**Object outline annotations:**
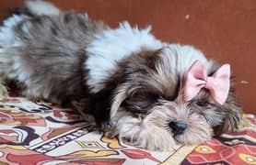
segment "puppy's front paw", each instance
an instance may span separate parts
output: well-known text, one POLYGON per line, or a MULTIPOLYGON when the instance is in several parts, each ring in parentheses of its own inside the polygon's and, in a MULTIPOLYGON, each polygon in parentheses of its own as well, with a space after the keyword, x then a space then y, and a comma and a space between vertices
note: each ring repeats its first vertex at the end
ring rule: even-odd
POLYGON ((0 96, 1 95, 5 97, 9 96, 7 89, 2 84, 0 84, 0 96))

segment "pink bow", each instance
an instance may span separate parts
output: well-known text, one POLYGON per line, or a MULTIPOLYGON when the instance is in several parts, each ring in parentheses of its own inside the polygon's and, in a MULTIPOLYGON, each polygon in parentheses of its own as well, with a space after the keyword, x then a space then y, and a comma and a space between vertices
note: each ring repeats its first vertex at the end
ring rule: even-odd
POLYGON ((206 75, 203 63, 196 60, 189 69, 185 77, 184 97, 192 99, 202 88, 208 89, 214 101, 223 104, 228 95, 230 86, 230 65, 222 65, 213 76, 206 75))

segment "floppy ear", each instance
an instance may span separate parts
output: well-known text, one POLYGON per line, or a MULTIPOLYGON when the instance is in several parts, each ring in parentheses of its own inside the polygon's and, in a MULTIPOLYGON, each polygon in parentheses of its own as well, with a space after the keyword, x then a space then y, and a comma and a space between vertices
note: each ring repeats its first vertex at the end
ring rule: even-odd
POLYGON ((117 87, 111 106, 111 118, 116 115, 120 105, 127 97, 129 88, 130 85, 128 83, 122 83, 117 87))
POLYGON ((230 88, 227 99, 222 106, 223 110, 226 111, 226 116, 222 125, 214 128, 215 135, 220 135, 225 131, 236 131, 238 129, 238 125, 241 119, 242 107, 236 97, 233 87, 230 88))

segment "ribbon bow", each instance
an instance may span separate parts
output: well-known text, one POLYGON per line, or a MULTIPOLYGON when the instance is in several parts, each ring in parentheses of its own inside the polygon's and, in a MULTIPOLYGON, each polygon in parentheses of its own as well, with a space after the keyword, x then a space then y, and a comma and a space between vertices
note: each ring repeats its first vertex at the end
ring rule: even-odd
POLYGON ((203 63, 196 60, 185 77, 184 97, 192 99, 202 88, 209 90, 211 97, 218 104, 223 104, 228 95, 230 86, 230 65, 222 65, 213 76, 206 75, 203 63))

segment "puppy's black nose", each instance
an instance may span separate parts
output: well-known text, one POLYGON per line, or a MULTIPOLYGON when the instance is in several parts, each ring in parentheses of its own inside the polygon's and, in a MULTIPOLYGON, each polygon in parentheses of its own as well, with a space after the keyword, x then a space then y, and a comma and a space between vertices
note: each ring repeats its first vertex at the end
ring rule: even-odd
POLYGON ((169 126, 171 128, 171 132, 174 136, 180 135, 187 128, 187 124, 178 121, 171 121, 169 123, 169 126))

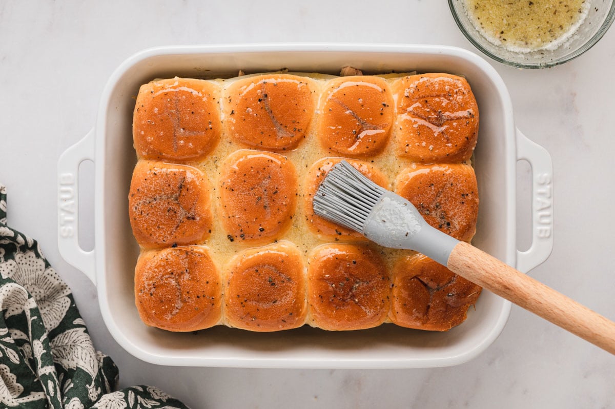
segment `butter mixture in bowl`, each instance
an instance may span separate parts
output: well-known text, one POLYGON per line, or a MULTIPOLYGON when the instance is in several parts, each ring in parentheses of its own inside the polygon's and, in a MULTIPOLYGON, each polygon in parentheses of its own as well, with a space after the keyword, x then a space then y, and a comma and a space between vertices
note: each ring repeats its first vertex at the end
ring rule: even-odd
POLYGON ((613 0, 449 0, 449 4, 470 42, 519 68, 550 67, 581 55, 615 18, 613 0))

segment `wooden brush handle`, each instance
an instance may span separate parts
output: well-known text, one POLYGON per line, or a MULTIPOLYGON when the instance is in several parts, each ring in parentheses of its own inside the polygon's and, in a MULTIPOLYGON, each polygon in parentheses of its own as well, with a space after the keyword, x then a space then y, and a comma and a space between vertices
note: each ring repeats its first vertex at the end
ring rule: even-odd
POLYGON ((615 322, 467 243, 448 258, 448 269, 615 354, 615 322))

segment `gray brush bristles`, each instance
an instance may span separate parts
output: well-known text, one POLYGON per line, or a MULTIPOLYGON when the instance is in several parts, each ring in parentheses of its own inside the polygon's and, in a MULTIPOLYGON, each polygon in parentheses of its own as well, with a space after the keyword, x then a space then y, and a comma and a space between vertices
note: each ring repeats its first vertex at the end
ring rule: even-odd
POLYGON ((316 191, 314 212, 362 233, 372 208, 386 191, 342 161, 329 171, 316 191))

**Written task:**
Copy out every line of the records above that contains the word "brush".

**Correct output:**
segment `wooden brush handle`, each instance
segment `gray brush bristles`, each instance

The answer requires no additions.